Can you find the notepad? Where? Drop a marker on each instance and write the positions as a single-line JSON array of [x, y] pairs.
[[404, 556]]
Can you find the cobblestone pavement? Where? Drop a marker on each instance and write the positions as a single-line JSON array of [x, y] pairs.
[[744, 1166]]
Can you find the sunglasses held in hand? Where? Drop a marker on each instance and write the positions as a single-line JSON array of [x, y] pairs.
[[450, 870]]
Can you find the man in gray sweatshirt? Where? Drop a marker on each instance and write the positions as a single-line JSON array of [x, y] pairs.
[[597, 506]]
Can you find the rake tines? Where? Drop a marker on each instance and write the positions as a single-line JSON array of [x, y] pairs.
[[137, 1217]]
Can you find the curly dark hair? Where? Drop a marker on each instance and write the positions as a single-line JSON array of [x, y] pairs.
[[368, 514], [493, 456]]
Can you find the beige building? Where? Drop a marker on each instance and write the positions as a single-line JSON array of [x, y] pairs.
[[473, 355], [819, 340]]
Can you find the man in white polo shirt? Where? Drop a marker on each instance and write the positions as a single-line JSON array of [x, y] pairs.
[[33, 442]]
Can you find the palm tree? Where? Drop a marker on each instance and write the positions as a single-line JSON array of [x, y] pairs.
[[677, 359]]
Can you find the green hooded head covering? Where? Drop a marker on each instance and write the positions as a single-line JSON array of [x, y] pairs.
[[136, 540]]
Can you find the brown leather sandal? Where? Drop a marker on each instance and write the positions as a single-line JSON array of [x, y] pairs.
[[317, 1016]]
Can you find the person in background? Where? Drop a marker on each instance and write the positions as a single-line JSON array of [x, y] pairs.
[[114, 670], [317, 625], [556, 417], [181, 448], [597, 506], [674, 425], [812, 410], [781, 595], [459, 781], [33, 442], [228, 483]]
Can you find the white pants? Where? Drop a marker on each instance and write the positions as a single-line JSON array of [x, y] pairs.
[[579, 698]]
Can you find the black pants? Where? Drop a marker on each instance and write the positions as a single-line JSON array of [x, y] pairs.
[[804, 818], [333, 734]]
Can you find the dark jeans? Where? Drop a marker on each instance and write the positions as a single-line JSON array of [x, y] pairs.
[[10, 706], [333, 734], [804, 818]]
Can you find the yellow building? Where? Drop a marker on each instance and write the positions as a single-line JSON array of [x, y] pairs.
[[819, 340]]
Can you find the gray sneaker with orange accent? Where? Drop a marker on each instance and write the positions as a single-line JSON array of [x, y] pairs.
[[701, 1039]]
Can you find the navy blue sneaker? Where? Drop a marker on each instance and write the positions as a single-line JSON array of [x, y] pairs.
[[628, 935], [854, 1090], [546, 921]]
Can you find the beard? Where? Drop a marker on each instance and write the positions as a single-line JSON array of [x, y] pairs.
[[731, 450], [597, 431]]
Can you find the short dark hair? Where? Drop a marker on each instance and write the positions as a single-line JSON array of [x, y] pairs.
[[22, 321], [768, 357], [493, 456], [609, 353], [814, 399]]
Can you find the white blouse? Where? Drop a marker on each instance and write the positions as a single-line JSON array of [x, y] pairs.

■ Activity:
With nothing left out, output the whole listing exactly.

■ Exercise solution:
Can you find the notepad? Where? Drop a marker on each instance and write the positions as a single-line JSON array of [x, y] pairs.
[[404, 556]]
Can you find the cobblestone pavement? Where? Drop a marker on each instance and write the positions as a single-line JSON array of [x, y] pairs.
[[744, 1166]]
Can you find the sunglasses held in hand? Where? Drop a marker on each instance and write the positions as a single-line JSON array of [x, y] pairs.
[[450, 870]]
Can you find the man in gray sweatshirt? Where? Drop a marker on each instance and write the positions as a single-line JSON array of [x, y] pairs.
[[597, 506]]
Can you find the rake tines? Where? Drop a marker on each instance and write the positions as a single-line JSON array of [x, y] pairs.
[[137, 1217]]
Can you find the curly dark hair? Where? Drop a marker on each instance and write the positions as a single-line JSON array of [x, y] pairs.
[[368, 514], [493, 456]]
Can you find the beige building? Where? Drop a marker on each instance and write the positions as a single-line JSON array of [x, y] pairs.
[[473, 355], [819, 340]]
Can you find the man in white polo shirt? Where? Drop a marker on each instance and write the positions as a single-line JSON array of [x, y] pairs.
[[33, 442]]
Can you find the palm tree? Where? Drop a marker on each instance and write the positions as a single-line JSON array of [x, y] pairs.
[[677, 359]]
Can you find the green hooded head covering? Where? Drop a marker on each instance and write the positions as a single-line JSON array of [x, y] pairs.
[[136, 540]]
Can you find the brown leather sandal? Where? Drop a marker on each instance and write the positions as a single-line JSON array of [x, y] pairs.
[[317, 1016]]
Can you find the person in background? Where? Drop a marker on each instance and write the positions as a single-line JSON array of [x, y] pairs.
[[114, 670], [317, 625], [556, 417], [181, 448], [597, 506], [674, 425], [812, 410], [781, 595], [459, 781], [33, 442], [228, 483]]
Can you find the white pants? Where? Drop a marker on each instance and write the positions as a single-line JSON array of [x, y] pairs.
[[579, 698]]
Can you find the black pants? Where? Drop a marker on each instance and write the positions as a single-line JSON array of [x, y] pairs.
[[804, 818], [333, 734]]
Can you find the dark jeans? Where? Drop a marker on each instance and write the positions as a single-line JSON array of [x, y] pairs.
[[10, 706], [333, 734], [804, 818]]
Can you find the yellow building? Where? Drop a marker on each instance and write the positions as a single-line JSON array of [x, y] pairs.
[[819, 340]]
Can you find the gray sneaker with orange accent? Where? Drop a marker on each instance and write the positions as a single-line JSON array of [x, y] pairs.
[[701, 1039]]
Can you find the navy blue sneaker? Where? Drop a marker on each instance and write the positions as a single-line JSON array of [x, y] pairs.
[[628, 935], [854, 1090], [546, 921]]
Can you find the beard? Where? Drop a marker on each instance and write the positions as a single-line JSON array of [x, y] pairs.
[[731, 450], [597, 431]]
Can you find the short dark hair? Where? Drop a marker on each instance and write the positions as a single-line JSON array of [x, y] pairs.
[[22, 321], [768, 357], [493, 456], [609, 353], [814, 399]]
Can you find the white blouse? Where? Drop a marker on each instance and write the positions as a single-line JSON array of [x, y] pairs.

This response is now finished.